------ Source material ------
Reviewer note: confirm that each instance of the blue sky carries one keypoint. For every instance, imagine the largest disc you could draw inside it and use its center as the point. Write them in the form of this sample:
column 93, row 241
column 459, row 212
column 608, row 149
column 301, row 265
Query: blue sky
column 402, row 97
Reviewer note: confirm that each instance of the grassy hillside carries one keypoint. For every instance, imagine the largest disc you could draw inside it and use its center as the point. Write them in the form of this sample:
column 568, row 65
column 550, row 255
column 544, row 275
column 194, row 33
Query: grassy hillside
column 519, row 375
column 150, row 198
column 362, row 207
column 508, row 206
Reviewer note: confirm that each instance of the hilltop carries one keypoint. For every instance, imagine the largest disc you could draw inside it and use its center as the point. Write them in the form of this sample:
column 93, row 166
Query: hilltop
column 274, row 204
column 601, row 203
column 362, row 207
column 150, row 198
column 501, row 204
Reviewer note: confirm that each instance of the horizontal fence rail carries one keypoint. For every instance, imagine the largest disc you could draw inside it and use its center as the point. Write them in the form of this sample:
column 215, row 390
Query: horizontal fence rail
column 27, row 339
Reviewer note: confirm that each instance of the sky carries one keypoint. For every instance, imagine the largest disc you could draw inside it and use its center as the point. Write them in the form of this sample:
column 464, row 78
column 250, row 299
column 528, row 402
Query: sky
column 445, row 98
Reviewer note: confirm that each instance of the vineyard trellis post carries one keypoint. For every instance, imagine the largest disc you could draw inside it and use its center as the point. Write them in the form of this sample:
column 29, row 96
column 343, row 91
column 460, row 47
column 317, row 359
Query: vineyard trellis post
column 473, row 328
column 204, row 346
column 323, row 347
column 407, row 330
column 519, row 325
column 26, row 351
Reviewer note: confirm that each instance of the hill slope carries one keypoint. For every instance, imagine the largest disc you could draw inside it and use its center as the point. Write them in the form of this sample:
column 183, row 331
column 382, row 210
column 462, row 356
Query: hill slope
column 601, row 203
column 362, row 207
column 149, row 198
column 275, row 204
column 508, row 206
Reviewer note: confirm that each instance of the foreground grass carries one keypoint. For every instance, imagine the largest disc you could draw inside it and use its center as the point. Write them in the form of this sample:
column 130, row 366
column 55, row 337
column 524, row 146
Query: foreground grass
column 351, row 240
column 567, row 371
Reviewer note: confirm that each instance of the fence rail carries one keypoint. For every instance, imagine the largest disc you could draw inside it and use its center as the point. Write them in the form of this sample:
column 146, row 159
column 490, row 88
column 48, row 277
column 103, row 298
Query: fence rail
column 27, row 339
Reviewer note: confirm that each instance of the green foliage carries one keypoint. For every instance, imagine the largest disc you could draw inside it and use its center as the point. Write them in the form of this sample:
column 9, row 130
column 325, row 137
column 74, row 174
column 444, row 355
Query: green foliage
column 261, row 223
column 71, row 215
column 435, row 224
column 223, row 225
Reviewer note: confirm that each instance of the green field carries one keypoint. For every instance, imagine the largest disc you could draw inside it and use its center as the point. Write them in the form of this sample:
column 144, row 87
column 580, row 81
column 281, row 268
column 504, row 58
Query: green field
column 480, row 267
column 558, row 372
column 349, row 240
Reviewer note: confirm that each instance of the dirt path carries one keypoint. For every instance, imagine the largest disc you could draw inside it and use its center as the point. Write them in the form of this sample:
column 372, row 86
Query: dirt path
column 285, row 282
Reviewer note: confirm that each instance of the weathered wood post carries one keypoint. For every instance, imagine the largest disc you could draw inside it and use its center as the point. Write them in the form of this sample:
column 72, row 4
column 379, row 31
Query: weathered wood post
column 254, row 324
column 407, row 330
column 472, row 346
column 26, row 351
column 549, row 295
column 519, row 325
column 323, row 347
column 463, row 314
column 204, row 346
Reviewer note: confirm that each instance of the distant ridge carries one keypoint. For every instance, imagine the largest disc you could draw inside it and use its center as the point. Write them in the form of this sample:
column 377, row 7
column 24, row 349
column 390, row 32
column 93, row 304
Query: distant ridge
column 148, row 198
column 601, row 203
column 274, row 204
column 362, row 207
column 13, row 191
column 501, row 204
------
• _What is needed_
The response must hold only the lines above from the line with "column 74, row 174" through the line with "column 390, row 32", each copied exactly, both ends kept.

• _Response to this exercise_
column 74, row 174
column 444, row 355
Query: green foliage
column 261, row 223
column 71, row 215
column 435, row 224
column 223, row 225
Reviewer note: confirm that each instance of the green field carries one keypoint. For every instance, imagine the largest disc you could draw inside it and use its center as the point. Write them in the form of this sample:
column 144, row 87
column 580, row 81
column 281, row 268
column 504, row 58
Query: green field
column 480, row 267
column 558, row 372
column 349, row 240
Reviewer note: confirm that each instance of the dirt path carries one keypoint. For every instance, imagine the largest disc you could draw inside it and use its center as the point. Write them in the form of this sample:
column 372, row 86
Query: dirt path
column 285, row 282
Reviewer note: confirm that each instance of the weathered wood post carries one keypoint. For every instance, imagine the largest disc you could draw inside it and use its center as the point. Write them in the form of this sample:
column 72, row 4
column 379, row 31
Query: weathered wood post
column 254, row 324
column 407, row 330
column 472, row 346
column 26, row 351
column 549, row 295
column 519, row 325
column 323, row 347
column 463, row 314
column 204, row 346
Reviewer note: confirm that each instance of the distant ridge carries one keypoint. For every instance, imagine the largest disc you could draw inside it and use its center as the point. Write them in the form of this sample:
column 377, row 7
column 24, row 349
column 390, row 32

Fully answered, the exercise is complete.